### Stated goal:
Copy out all of the material exactly.
— begin Extracted data —
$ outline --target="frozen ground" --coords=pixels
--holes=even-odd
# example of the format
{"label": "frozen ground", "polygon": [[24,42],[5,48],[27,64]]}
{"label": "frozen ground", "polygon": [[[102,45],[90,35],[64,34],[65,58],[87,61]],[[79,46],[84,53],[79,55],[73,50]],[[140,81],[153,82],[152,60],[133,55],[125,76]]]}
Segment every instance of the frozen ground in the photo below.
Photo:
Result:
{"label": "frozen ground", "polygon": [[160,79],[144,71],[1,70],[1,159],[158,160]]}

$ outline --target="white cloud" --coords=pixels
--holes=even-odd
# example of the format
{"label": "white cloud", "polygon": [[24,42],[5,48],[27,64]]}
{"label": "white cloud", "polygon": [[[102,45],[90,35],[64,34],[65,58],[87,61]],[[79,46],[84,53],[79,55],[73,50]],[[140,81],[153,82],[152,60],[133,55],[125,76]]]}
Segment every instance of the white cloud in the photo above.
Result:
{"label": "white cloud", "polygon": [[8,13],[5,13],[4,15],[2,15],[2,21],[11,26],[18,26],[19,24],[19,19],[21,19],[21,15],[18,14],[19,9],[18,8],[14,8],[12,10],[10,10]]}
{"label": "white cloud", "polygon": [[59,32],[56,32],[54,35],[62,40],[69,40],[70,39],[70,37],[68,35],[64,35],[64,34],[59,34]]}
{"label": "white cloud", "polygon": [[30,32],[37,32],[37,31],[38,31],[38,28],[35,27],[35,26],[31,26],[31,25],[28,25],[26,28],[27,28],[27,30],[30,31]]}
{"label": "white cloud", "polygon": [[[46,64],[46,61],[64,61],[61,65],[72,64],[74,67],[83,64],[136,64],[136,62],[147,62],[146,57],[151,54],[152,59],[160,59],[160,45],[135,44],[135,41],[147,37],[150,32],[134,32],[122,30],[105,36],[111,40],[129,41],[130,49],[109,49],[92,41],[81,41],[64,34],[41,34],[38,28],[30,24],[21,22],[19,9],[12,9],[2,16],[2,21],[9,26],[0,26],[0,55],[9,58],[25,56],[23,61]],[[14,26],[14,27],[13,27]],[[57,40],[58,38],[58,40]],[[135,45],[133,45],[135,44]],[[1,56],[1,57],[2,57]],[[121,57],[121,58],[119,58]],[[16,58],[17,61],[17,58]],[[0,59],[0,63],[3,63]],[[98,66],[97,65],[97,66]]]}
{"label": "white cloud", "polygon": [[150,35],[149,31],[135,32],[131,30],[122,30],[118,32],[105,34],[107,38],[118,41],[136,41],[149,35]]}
— end Extracted data —
### Right answer:
$ outline --target="frozen ground" --coords=pixels
--holes=even-odd
# example of the format
{"label": "frozen ground", "polygon": [[24,42],[5,48],[27,64]]}
{"label": "frozen ground", "polygon": [[[102,45],[90,35],[64,34],[65,58],[87,61]],[[79,46],[84,53],[79,55],[73,50]],[[140,81],[153,82],[152,60],[133,55],[125,76]]]}
Segment every instance of the frozen ground in the photo below.
Photo:
Result:
{"label": "frozen ground", "polygon": [[160,79],[144,71],[1,70],[1,159],[158,160]]}

$ outline --target="white cloud" --coords=pixels
--holes=even-odd
# example of the format
{"label": "white cloud", "polygon": [[24,42],[5,48],[27,64]]}
{"label": "white cloud", "polygon": [[[102,45],[90,35],[64,34],[65,58],[87,61]],[[79,46],[84,53],[79,55],[73,50]],[[140,81],[153,82],[152,60],[133,55],[125,76]]]}
Segment every instance of the white cloud in the photo above.
Result:
{"label": "white cloud", "polygon": [[8,13],[5,13],[4,15],[2,15],[2,21],[11,26],[18,26],[19,24],[19,19],[21,19],[21,15],[18,14],[19,9],[18,8],[14,8],[12,10],[10,10]]}
{"label": "white cloud", "polygon": [[59,32],[56,32],[54,35],[62,40],[69,40],[70,39],[70,37],[68,35],[64,35],[64,34],[59,34]]}
{"label": "white cloud", "polygon": [[30,32],[37,32],[37,31],[38,31],[38,28],[35,27],[35,26],[31,26],[31,25],[28,25],[26,28],[27,28],[27,30],[30,31]]}
{"label": "white cloud", "polygon": [[[46,64],[46,61],[64,61],[61,65],[72,64],[74,67],[83,64],[136,64],[136,62],[147,62],[146,57],[151,54],[152,59],[160,59],[160,45],[135,44],[135,41],[147,37],[150,32],[134,32],[122,30],[105,36],[111,40],[129,41],[130,49],[109,49],[92,41],[81,41],[64,34],[41,34],[38,28],[30,24],[21,22],[19,9],[12,9],[2,16],[2,21],[9,26],[0,26],[0,55],[9,58],[25,56],[23,61]],[[14,26],[14,27],[13,27]],[[57,40],[58,38],[58,40]],[[135,45],[133,45],[135,44]],[[1,56],[1,57],[2,57]],[[121,57],[121,58],[119,58]],[[16,58],[17,61],[17,58]],[[0,59],[0,63],[3,63]],[[98,66],[97,65],[97,66]]]}
{"label": "white cloud", "polygon": [[150,35],[149,31],[135,32],[131,30],[122,30],[118,32],[105,34],[107,38],[118,41],[136,41],[149,35]]}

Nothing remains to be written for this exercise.